» **WORK INSTRUCTION**
Return each entry below exactly. Skip the images.

» **AVAILABLE RECORDS**

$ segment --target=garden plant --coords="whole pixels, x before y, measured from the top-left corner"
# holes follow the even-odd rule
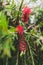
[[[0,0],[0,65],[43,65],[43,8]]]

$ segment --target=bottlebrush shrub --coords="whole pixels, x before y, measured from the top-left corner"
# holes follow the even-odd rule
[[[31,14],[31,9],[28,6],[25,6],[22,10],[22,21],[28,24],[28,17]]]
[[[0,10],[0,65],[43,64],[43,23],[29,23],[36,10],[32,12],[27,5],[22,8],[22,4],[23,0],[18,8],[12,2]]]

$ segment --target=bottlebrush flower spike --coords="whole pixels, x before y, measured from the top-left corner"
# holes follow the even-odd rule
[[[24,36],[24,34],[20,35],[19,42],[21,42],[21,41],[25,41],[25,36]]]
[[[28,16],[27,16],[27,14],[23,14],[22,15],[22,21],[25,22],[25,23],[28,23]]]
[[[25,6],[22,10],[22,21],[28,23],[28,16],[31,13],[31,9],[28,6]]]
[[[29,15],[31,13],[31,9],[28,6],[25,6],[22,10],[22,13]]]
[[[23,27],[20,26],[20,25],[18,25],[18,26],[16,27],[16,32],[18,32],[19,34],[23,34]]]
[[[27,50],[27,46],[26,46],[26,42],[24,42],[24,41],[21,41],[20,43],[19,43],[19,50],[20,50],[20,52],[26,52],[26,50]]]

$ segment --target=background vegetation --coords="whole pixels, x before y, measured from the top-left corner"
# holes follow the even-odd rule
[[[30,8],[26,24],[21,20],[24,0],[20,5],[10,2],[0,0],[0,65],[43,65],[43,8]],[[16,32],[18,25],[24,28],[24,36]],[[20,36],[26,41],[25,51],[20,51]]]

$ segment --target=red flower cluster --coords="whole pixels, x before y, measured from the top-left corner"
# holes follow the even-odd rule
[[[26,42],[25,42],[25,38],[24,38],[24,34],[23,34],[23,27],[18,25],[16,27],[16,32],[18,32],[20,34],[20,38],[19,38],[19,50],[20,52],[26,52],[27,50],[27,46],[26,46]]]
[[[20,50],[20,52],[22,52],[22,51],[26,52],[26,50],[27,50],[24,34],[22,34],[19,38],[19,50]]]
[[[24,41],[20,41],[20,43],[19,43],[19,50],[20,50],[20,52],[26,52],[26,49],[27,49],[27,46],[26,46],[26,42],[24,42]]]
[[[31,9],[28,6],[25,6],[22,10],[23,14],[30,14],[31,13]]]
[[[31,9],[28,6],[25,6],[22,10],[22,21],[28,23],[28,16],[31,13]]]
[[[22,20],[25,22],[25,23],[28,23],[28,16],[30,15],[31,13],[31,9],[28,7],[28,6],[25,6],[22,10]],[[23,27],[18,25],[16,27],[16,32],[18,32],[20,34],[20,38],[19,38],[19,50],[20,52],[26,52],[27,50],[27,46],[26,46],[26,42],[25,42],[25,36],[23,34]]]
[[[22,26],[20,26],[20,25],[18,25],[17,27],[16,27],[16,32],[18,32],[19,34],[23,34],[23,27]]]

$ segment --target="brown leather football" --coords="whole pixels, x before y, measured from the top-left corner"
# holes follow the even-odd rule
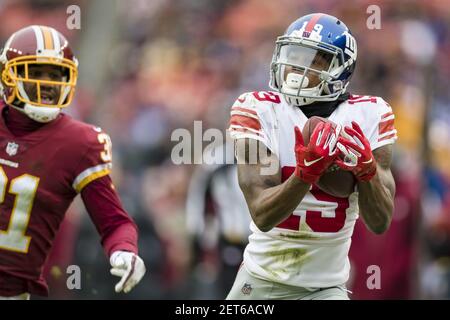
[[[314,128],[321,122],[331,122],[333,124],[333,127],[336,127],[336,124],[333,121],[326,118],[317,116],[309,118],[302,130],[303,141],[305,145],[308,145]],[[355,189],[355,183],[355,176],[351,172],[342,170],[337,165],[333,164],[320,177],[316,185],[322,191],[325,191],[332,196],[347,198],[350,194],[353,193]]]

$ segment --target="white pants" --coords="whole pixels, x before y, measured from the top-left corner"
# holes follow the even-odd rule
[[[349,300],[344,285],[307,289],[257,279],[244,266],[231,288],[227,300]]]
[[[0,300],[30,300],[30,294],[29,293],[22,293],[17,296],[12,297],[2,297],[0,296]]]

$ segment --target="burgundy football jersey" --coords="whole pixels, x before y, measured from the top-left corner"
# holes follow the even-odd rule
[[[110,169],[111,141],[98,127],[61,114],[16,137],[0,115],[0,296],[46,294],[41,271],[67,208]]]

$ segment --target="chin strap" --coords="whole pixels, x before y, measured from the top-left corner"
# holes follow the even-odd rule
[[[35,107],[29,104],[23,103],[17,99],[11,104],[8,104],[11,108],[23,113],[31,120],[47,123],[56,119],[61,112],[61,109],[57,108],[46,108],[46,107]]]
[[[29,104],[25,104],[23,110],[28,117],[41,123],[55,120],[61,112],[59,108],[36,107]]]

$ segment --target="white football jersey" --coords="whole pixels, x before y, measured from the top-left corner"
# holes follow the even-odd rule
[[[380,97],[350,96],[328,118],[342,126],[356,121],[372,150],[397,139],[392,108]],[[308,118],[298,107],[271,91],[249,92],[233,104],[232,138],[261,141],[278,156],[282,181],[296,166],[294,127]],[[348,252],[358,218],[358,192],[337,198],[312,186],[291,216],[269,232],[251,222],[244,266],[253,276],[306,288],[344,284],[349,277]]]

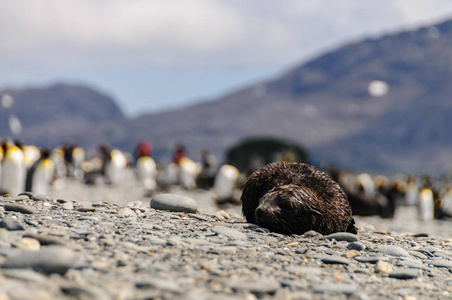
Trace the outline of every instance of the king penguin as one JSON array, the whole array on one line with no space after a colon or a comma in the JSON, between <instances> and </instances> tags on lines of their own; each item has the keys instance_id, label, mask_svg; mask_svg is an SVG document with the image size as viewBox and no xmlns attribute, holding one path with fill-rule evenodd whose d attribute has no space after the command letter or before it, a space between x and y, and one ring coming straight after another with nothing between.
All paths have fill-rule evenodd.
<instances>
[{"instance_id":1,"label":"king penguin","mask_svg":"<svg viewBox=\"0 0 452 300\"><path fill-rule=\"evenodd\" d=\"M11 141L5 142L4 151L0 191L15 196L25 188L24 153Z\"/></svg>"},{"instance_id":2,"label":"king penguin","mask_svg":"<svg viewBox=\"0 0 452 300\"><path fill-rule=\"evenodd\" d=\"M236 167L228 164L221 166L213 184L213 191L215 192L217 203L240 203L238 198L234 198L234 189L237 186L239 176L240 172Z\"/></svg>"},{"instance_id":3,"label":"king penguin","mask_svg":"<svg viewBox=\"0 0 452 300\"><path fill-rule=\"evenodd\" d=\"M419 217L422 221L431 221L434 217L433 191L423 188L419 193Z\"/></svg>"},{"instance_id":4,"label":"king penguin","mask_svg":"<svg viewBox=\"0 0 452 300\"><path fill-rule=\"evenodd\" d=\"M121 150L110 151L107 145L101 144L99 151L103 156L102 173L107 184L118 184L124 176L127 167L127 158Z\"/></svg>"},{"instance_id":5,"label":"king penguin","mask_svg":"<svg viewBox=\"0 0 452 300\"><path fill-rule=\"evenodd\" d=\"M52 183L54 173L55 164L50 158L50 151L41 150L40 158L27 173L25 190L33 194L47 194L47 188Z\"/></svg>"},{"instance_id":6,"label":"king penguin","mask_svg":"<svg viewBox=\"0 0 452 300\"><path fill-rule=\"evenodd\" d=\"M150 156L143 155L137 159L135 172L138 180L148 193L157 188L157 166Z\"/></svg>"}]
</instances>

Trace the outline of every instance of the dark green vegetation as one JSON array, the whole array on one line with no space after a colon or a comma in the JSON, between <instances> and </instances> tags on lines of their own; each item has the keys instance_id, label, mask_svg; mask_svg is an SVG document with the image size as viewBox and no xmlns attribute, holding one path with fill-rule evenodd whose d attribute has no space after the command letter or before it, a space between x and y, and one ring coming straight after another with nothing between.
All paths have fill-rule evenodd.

» **WORKED SOLUTION**
$ segment --target=garden plant --coords="whole pixels, x before y, measured from the top-left corner"
# holes follow the even-odd rule
[[[0,0],[0,65],[43,65],[43,8]]]

$ segment --target=bottlebrush shrub --coords="whole pixels, x before y, measured from the top-left corner"
# holes follow the even-odd rule
[[[31,14],[31,9],[28,6],[25,6],[22,10],[22,21],[28,24],[28,17]]]
[[[0,10],[0,65],[43,64],[43,23],[29,23],[36,10],[32,12],[27,5],[22,8],[22,4],[23,0],[18,8],[12,2]]]

$ segment --target=bottlebrush flower spike --coords="whole pixels, x before y, measured from the top-left corner"
# holes follow the even-odd rule
[[[24,36],[24,34],[20,35],[19,42],[21,42],[21,41],[25,41],[25,36]]]
[[[28,16],[27,16],[27,14],[23,14],[22,15],[22,21],[25,22],[25,23],[28,23]]]
[[[25,6],[22,10],[22,21],[28,23],[28,16],[31,13],[31,9],[28,6]]]
[[[29,15],[31,13],[31,9],[28,6],[25,6],[22,10],[22,13]]]
[[[23,27],[20,26],[20,25],[18,25],[18,26],[16,27],[16,32],[18,32],[19,34],[23,34]]]
[[[27,50],[27,46],[26,46],[26,42],[24,42],[24,41],[21,41],[20,43],[19,43],[19,50],[20,50],[20,52],[26,52],[26,50]]]

$ segment --target=background vegetation --coords="whole pixels, x before y, measured from the top-left corner"
# holes follow the even-odd rule
[[[30,8],[26,24],[21,20],[24,0],[20,5],[10,2],[0,0],[0,65],[43,65],[43,8]],[[16,32],[18,25],[24,28],[24,36]],[[20,36],[26,41],[25,51],[20,51]]]

$ segment --target=red flower cluster --coords="whole pixels, x before y, measured from the top-left corner"
# holes follow the even-odd rule
[[[26,42],[25,42],[25,38],[24,38],[24,34],[23,34],[23,27],[18,25],[16,27],[16,32],[18,32],[20,34],[20,38],[19,38],[19,50],[20,52],[26,52],[27,50],[27,46],[26,46]]]
[[[20,50],[20,52],[22,52],[22,51],[26,52],[26,50],[27,50],[24,34],[22,34],[19,38],[19,50]]]
[[[24,41],[20,41],[20,43],[19,43],[19,50],[20,50],[20,52],[26,52],[26,49],[27,49],[27,46],[26,46],[26,42],[24,42]]]
[[[31,9],[28,6],[25,6],[22,10],[23,14],[30,14],[31,13]]]
[[[31,9],[28,6],[25,6],[22,10],[22,21],[28,23],[28,16],[31,13]]]
[[[22,20],[25,22],[25,23],[28,23],[28,16],[30,15],[31,13],[31,9],[28,7],[28,6],[25,6],[22,10]],[[23,27],[18,25],[16,27],[16,32],[18,32],[20,34],[20,38],[19,38],[19,50],[20,52],[26,52],[27,50],[27,46],[26,46],[26,42],[25,42],[25,36],[23,34]]]
[[[22,26],[20,26],[20,25],[18,25],[17,27],[16,27],[16,32],[18,32],[19,34],[23,34],[23,27]]]

$ segment --target="brown leather football" --coords="whole pixels, x before y, measured from the top-left corner"
# holes follow the even-odd rule
[[[314,128],[321,122],[331,122],[333,124],[333,127],[336,127],[336,124],[333,121],[326,118],[317,116],[309,118],[302,130],[303,141],[305,145],[308,145]],[[355,189],[355,183],[355,176],[351,172],[342,170],[337,165],[333,164],[320,177],[316,185],[322,191],[325,191],[332,196],[347,198],[350,194],[353,193]]]

$ segment --target="white pants" --coords="whole pixels, x before y, measured from the top-left corner"
# holes follow the even-odd rule
[[[349,300],[344,285],[307,289],[257,279],[244,266],[231,288],[227,300]]]
[[[0,300],[30,300],[30,294],[29,293],[22,293],[17,296],[12,297],[2,297],[0,296]]]

$ segment --target="burgundy football jersey" --coords="whole pixels, x before y, measured from the top-left corner"
# holes follow the even-odd rule
[[[110,169],[111,141],[98,127],[61,114],[16,137],[0,115],[0,296],[46,294],[41,271],[67,208]]]

$ segment --target="chin strap" --coords="whole pixels, x before y, measured from the top-left corner"
# holes follow the even-odd rule
[[[35,107],[29,104],[23,103],[17,99],[11,104],[8,104],[11,108],[23,113],[31,120],[47,123],[56,119],[61,112],[61,109],[57,108],[46,108],[46,107]]]
[[[29,104],[25,104],[23,110],[28,117],[41,123],[55,120],[61,112],[59,108],[36,107]]]

$ segment --target="white football jersey" --coords="whole pixels, x before y, measured from the top-left corner"
# holes follow the even-odd rule
[[[380,97],[350,96],[328,118],[342,126],[356,121],[372,150],[397,139],[392,108]],[[308,118],[298,107],[271,91],[249,92],[233,104],[232,138],[261,141],[278,156],[282,181],[296,166],[294,127]],[[348,252],[358,218],[358,192],[337,198],[312,186],[291,216],[269,232],[251,222],[244,266],[253,276],[306,288],[344,284],[349,277]]]

Trace the outline of every instance of the king penguin as one JSON array, the whole array on one line with no space after a colon or a comma in the JSON, between <instances> and </instances> tags on lines of their own; each item has the keys instance_id, label, mask_svg; mask_svg is an SVG document with the image size as viewBox and no xmlns attribute, holding one path with fill-rule evenodd whose d attribute has no space after the command letter or before it, a space between x and y, and one ring coming straight after another with nothing between.
All paths have fill-rule evenodd.
<instances>
[{"instance_id":1,"label":"king penguin","mask_svg":"<svg viewBox=\"0 0 452 300\"><path fill-rule=\"evenodd\" d=\"M11 141L5 142L4 151L0 191L15 196L25 188L24 153Z\"/></svg>"},{"instance_id":2,"label":"king penguin","mask_svg":"<svg viewBox=\"0 0 452 300\"><path fill-rule=\"evenodd\" d=\"M236 167L228 164L221 166L213 184L213 191L215 192L217 203L240 203L238 198L234 198L234 189L237 186L239 176L240 172Z\"/></svg>"},{"instance_id":3,"label":"king penguin","mask_svg":"<svg viewBox=\"0 0 452 300\"><path fill-rule=\"evenodd\" d=\"M419 217L422 221L431 221L434 217L433 191L423 188L419 193Z\"/></svg>"},{"instance_id":4,"label":"king penguin","mask_svg":"<svg viewBox=\"0 0 452 300\"><path fill-rule=\"evenodd\" d=\"M121 150L110 151L107 145L101 144L99 151L103 156L102 173L107 184L118 184L124 176L127 167L127 158Z\"/></svg>"},{"instance_id":5,"label":"king penguin","mask_svg":"<svg viewBox=\"0 0 452 300\"><path fill-rule=\"evenodd\" d=\"M52 183L54 173L55 164L50 158L50 151L41 150L40 158L27 173L25 190L33 194L47 194L47 188Z\"/></svg>"},{"instance_id":6,"label":"king penguin","mask_svg":"<svg viewBox=\"0 0 452 300\"><path fill-rule=\"evenodd\" d=\"M150 156L143 155L137 159L135 172L138 180L148 193L157 188L157 166Z\"/></svg>"}]
</instances>

Trace the outline of every instance of the dark green vegetation as one JSON array, the whole array on one line with no space after a colon or a comma in the JSON, between <instances> and </instances> tags on lines of their own; each item has the keys instance_id, label, mask_svg; mask_svg is an SVG document with the image size as viewBox and no xmlns attribute, holding one path with fill-rule evenodd whose d attribute has no space after the command letter or before it, a space between x and y, and one ring coming straight after another with nothing between.
All paths have fill-rule evenodd.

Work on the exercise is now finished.